##### Записи для обработки #####
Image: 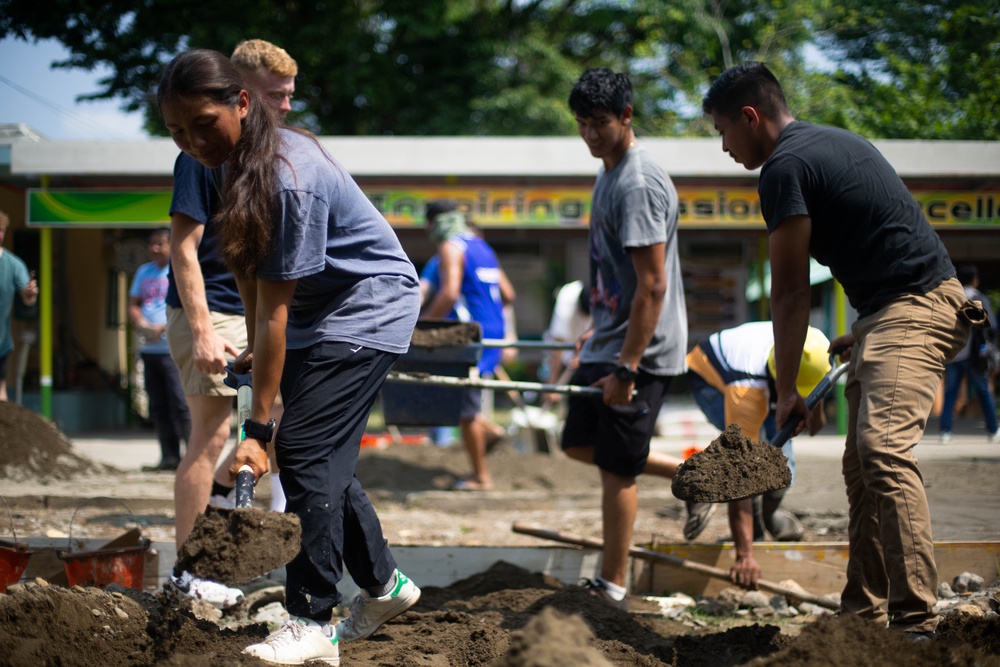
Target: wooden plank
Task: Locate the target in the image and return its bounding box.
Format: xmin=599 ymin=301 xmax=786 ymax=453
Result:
#####
▶ Инструкция к заданию:
Перепиши строки всех записей выше в виде таблицы Markdown со столбцами «№» и «Строка», пропустив пустые строки. Изображения в ответ не включай.

▶ Выполненное задание:
| № | Строка |
|---|---|
| 1 | Image:  |
| 2 | Target: wooden plank |
| 3 | Task: Locate the target in the image and return its bounding box. |
| 4 | Format: xmin=599 ymin=301 xmax=786 ymax=453 |
| 5 | Result: |